[What is expected] Pick out each line of the material below that contains the word "window", and copy those lines.

[Supplied material]
***
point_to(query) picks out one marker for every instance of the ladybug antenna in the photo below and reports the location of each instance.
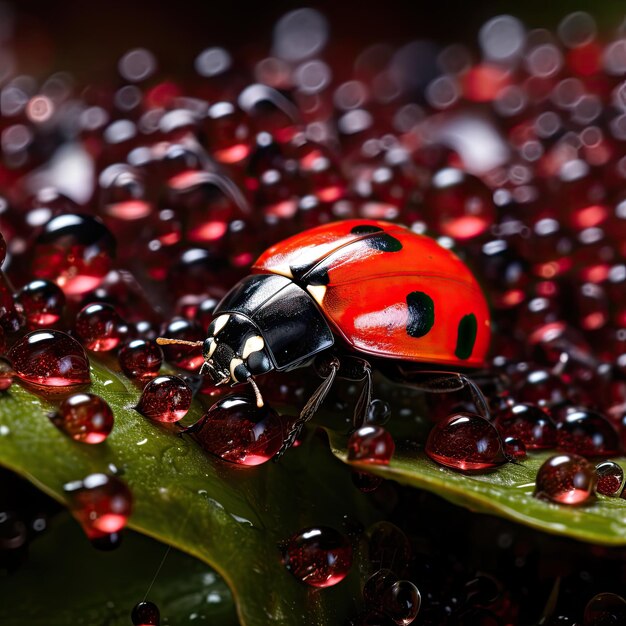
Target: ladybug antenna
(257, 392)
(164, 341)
***
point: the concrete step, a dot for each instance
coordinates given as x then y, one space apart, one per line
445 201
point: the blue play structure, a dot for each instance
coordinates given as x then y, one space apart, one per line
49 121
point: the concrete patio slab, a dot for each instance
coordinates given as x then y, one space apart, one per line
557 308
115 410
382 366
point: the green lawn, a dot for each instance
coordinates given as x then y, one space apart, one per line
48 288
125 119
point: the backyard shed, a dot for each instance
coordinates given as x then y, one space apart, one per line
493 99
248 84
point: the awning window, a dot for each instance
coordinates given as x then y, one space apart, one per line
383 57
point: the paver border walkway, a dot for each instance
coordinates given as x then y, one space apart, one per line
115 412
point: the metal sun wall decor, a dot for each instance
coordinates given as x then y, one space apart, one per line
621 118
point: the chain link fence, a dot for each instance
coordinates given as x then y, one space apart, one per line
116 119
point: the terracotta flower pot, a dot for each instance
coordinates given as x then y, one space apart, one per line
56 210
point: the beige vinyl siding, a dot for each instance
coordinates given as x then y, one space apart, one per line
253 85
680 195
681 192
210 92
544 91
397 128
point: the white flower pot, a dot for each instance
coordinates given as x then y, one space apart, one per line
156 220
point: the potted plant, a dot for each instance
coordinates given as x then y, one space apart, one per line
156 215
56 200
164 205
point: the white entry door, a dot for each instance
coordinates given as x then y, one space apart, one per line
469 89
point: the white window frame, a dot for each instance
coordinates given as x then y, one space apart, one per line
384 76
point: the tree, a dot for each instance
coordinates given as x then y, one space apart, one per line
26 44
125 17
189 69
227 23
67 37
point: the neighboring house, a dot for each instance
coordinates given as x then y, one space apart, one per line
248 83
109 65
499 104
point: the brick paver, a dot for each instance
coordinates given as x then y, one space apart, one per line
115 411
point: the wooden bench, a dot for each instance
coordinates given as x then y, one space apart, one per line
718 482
***
[Written response]
point: the awning window, a dot for each instance
point: the white window frame, a dot for each instance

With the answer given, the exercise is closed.